++++ SOURCE TEXT

An interesting case out of the 9th Circuit back in August, Nampa Classical Academy et al. v. Goesling (the panel consisting of Judges Reinhardt, W. Fletcher, and Rawlinson, who concurred only in the result), in which an Idaho Public School Commission adopted a policy banning  outright the use of public funds to purchase all “sectarian and denominational texts” for instructional use in public school classrooms.  Apparently there is a provision of the Idaho constitution which provides, in relevant part, as follows:

No sectarian or religious tenets or doctrines shall ever be taught in the public schools, nor shall any distinction or classification of pupils be made on account of race or color. No books, papers, tracts or documents of a political, sectarian or denominational character shall be used or introduced in any schools established under the provisions of this article, nor shall any teacher or any district receive any of the public school moneys in which the schools have not been taught in accordance with the provisions of this article.

The provision seems to me to be talking about proselytism in public schools; otherwise, it would really and truly mean that no “political” books or documents could be used in public school education, a rather perplexing position — ‘no U.S. Constitution in public schools!’  But I guess the Idaho school commission came up with a different interpretation.  There are speech claims and other standing issues involved here which knocked the case out, but what about the religion clause issue?  The policy may be rather knuckle-headed, but does it violate the Establishment Clause?

++++++++
++++ PROVIDED DATA

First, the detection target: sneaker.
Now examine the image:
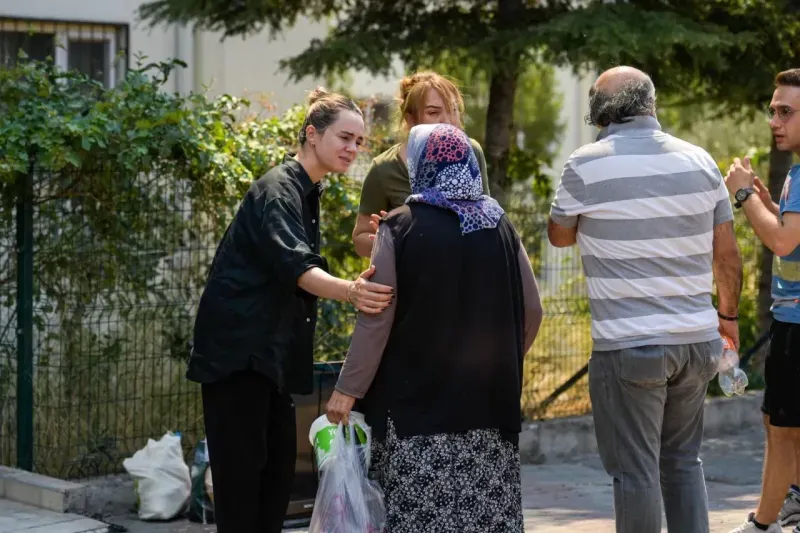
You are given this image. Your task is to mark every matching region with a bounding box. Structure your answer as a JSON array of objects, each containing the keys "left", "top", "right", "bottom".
[
  {"left": 731, "top": 513, "right": 783, "bottom": 533},
  {"left": 778, "top": 489, "right": 800, "bottom": 533}
]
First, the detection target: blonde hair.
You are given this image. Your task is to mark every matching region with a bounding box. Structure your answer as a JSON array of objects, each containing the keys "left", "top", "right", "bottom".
[
  {"left": 397, "top": 70, "right": 464, "bottom": 133},
  {"left": 297, "top": 87, "right": 363, "bottom": 146}
]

++++++++

● **WHAT THE TASK REQUIRES**
In the passage on the Idaho school policy, write out everything from "No sectarian or" down to "of this article.", substituting "students" for "pupils". The records stand apart from the passage on the Idaho school policy and are separate material.

● **THE RESPONSE**
No sectarian or religious tenets or doctrines shall ever be taught in the public schools, nor shall any distinction or classification of students be made on account of race or color. No books, papers, tracts or documents of a political, sectarian or denominational character shall be used or introduced in any schools established under the provisions of this article, nor shall any teacher or any district receive any of the public school moneys in which the schools have not been taught in accordance with the provisions of this article.